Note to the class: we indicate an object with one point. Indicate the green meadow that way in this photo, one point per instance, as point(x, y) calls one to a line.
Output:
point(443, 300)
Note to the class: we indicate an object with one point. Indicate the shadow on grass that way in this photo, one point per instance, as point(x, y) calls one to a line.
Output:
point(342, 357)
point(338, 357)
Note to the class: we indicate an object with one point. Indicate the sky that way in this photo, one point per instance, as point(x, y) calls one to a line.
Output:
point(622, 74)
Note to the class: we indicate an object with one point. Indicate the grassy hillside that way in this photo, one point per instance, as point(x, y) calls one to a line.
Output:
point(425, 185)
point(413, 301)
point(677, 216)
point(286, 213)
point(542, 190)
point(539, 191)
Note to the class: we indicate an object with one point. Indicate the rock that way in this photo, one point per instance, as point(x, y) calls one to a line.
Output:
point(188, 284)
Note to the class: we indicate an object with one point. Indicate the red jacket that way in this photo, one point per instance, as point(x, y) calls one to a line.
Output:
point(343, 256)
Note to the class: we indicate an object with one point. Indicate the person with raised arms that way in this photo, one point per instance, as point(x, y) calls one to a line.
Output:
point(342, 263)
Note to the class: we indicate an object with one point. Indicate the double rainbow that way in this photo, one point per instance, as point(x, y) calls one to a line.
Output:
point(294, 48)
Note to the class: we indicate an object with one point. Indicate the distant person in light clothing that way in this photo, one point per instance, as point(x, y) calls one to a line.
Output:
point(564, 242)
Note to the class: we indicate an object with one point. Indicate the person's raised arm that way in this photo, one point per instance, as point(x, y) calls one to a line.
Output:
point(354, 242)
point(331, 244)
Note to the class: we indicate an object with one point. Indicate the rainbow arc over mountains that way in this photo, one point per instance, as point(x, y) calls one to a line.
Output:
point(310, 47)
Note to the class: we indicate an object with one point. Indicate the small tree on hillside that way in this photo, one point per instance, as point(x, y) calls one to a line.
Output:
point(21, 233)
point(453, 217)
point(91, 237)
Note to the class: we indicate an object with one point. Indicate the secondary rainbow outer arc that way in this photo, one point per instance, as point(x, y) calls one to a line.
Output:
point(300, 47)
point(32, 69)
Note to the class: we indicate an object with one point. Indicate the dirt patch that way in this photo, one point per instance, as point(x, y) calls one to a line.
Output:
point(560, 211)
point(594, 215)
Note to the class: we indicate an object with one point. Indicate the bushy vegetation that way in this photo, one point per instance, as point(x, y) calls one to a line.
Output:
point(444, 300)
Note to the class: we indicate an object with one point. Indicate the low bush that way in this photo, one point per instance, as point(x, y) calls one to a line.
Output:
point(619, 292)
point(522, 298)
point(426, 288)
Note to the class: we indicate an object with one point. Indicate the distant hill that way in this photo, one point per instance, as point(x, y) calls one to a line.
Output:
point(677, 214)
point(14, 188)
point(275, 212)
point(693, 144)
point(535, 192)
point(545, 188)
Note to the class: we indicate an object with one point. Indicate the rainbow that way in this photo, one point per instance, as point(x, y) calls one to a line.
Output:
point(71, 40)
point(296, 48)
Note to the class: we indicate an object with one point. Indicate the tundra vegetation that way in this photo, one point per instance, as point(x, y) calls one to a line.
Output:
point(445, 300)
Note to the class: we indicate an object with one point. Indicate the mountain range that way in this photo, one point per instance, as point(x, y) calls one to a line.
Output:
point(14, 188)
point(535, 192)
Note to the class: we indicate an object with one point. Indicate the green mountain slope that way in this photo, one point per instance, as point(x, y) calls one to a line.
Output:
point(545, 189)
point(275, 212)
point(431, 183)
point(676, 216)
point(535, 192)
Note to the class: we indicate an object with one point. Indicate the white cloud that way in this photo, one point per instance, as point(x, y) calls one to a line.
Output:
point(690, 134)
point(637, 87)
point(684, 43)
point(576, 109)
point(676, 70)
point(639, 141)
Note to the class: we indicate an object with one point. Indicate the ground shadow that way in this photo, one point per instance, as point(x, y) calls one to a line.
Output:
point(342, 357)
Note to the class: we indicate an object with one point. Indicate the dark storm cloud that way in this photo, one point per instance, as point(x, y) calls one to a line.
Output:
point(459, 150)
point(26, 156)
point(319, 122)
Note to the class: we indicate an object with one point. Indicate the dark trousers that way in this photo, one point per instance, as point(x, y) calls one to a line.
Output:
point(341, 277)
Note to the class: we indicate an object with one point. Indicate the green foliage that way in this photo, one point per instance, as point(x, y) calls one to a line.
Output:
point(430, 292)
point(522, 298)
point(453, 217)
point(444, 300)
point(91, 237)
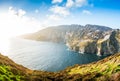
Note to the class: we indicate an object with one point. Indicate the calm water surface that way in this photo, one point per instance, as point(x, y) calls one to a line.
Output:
point(45, 55)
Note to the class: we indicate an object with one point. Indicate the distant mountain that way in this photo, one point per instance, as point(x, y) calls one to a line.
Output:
point(91, 39)
point(107, 69)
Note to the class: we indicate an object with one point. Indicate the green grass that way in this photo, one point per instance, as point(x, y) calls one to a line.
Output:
point(6, 74)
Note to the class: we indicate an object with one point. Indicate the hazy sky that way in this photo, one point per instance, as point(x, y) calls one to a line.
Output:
point(23, 16)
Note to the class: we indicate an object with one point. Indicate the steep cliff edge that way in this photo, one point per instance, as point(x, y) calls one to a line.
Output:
point(90, 39)
point(107, 69)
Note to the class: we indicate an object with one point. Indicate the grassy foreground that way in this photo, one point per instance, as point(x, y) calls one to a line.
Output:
point(107, 69)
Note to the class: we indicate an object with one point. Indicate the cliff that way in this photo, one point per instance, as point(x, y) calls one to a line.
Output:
point(107, 69)
point(90, 39)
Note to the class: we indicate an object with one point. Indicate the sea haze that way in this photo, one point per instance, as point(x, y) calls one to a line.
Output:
point(46, 56)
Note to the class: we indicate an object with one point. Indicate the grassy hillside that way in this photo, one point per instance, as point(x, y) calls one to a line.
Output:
point(107, 69)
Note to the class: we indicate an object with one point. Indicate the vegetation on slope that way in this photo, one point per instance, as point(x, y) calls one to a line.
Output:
point(107, 69)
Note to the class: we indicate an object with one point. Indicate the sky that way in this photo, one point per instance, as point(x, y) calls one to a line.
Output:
point(25, 16)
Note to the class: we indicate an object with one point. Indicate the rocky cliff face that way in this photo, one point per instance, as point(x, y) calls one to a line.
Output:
point(90, 39)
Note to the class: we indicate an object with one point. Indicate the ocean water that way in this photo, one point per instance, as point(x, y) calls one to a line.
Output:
point(45, 56)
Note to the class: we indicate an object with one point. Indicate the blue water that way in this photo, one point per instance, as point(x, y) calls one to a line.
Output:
point(46, 56)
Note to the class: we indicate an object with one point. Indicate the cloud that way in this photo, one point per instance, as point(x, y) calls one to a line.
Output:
point(80, 3)
point(86, 12)
point(54, 17)
point(63, 11)
point(16, 22)
point(56, 1)
point(36, 11)
point(19, 12)
point(76, 3)
point(69, 3)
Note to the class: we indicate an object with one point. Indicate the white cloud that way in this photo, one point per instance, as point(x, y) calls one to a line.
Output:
point(86, 12)
point(36, 11)
point(19, 12)
point(54, 17)
point(80, 3)
point(76, 3)
point(56, 1)
point(15, 22)
point(60, 10)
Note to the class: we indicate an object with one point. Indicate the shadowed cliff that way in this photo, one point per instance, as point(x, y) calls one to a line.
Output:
point(107, 69)
point(90, 39)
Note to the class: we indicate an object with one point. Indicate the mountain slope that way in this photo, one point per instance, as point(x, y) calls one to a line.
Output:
point(107, 69)
point(90, 39)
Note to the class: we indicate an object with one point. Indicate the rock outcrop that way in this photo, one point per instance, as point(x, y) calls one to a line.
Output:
point(90, 39)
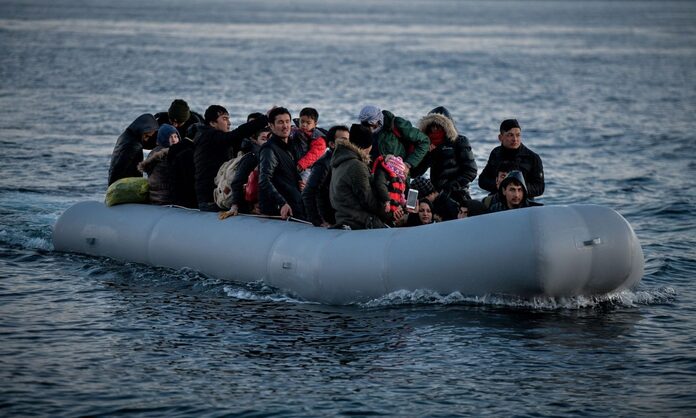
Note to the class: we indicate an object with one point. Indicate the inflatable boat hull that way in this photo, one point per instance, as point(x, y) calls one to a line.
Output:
point(555, 251)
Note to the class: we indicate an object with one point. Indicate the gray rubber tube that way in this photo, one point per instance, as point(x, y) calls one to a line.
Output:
point(554, 251)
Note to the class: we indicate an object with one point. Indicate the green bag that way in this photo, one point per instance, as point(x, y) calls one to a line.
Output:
point(127, 190)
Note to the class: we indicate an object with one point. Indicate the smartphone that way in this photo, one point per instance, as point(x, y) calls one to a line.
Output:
point(412, 199)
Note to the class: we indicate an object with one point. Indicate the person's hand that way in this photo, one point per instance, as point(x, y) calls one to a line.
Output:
point(234, 210)
point(399, 213)
point(285, 211)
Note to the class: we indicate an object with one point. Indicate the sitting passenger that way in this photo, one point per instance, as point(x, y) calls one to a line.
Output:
point(512, 194)
point(156, 165)
point(128, 152)
point(444, 208)
point(240, 182)
point(316, 194)
point(309, 143)
point(351, 192)
point(504, 167)
point(424, 216)
point(389, 183)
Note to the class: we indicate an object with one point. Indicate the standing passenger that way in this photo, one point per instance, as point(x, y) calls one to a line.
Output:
point(214, 143)
point(512, 149)
point(451, 160)
point(351, 192)
point(279, 181)
point(394, 135)
point(128, 152)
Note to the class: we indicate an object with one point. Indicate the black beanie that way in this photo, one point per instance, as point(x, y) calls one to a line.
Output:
point(179, 111)
point(508, 124)
point(360, 136)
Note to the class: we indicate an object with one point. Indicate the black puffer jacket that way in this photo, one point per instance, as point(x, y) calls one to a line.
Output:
point(351, 192)
point(180, 159)
point(249, 161)
point(128, 152)
point(452, 163)
point(213, 148)
point(526, 160)
point(315, 195)
point(159, 176)
point(278, 179)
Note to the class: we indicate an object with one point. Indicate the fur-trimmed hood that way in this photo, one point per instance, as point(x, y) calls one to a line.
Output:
point(153, 158)
point(341, 155)
point(441, 117)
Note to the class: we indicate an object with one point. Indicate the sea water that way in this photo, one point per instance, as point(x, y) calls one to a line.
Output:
point(605, 92)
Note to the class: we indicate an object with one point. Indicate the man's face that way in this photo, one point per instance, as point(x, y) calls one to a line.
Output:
point(307, 123)
point(222, 123)
point(513, 193)
point(511, 139)
point(281, 126)
point(500, 178)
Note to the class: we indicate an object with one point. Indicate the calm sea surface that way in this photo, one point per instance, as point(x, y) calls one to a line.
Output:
point(605, 92)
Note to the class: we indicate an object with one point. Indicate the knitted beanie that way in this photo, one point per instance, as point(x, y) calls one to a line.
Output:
point(179, 111)
point(371, 115)
point(360, 136)
point(163, 134)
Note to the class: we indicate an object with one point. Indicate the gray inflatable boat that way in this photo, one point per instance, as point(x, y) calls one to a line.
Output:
point(553, 251)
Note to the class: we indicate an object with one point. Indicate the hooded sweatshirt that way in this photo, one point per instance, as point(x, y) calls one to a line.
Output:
point(128, 151)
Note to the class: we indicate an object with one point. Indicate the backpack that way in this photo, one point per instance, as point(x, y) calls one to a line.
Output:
point(223, 180)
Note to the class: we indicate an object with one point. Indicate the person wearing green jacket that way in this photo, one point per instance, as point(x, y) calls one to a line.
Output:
point(393, 135)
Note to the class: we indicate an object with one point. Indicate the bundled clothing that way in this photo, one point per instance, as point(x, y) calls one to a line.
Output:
point(525, 159)
point(398, 137)
point(128, 151)
point(351, 193)
point(213, 148)
point(452, 163)
point(248, 163)
point(389, 182)
point(316, 194)
point(188, 129)
point(278, 178)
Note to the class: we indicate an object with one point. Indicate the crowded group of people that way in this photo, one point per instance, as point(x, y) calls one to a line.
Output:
point(356, 177)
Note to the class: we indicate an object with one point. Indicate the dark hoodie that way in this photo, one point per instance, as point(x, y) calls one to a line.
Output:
point(452, 163)
point(128, 152)
point(499, 203)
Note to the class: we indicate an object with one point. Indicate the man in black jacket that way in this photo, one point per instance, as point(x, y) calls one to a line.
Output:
point(279, 181)
point(512, 149)
point(214, 144)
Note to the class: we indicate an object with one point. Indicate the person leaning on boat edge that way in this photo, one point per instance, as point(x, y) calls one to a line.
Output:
point(351, 195)
point(180, 116)
point(214, 144)
point(512, 149)
point(128, 151)
point(512, 194)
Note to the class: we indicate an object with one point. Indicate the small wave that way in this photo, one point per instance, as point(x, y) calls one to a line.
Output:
point(624, 298)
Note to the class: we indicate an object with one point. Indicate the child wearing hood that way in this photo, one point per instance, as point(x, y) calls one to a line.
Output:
point(156, 165)
point(389, 183)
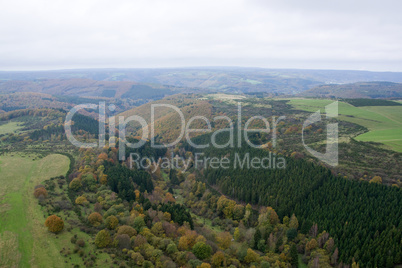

**Task goal:** Starting from the first line of the records above, retype each line exactly up to and including the one that contains "the shadow on", and nothing more.

**Response box:**
Note to the class: we indicate an object with one point. Indicate the green meadow that way in this photo, one point per instance, as point(x, y) calls one to a line.
Output:
point(443, 300)
Note to the class: we indicate an object with one point. Indicate the shadow on grass that way in this photo, one point per instance, as point(x, y) calls one to a line.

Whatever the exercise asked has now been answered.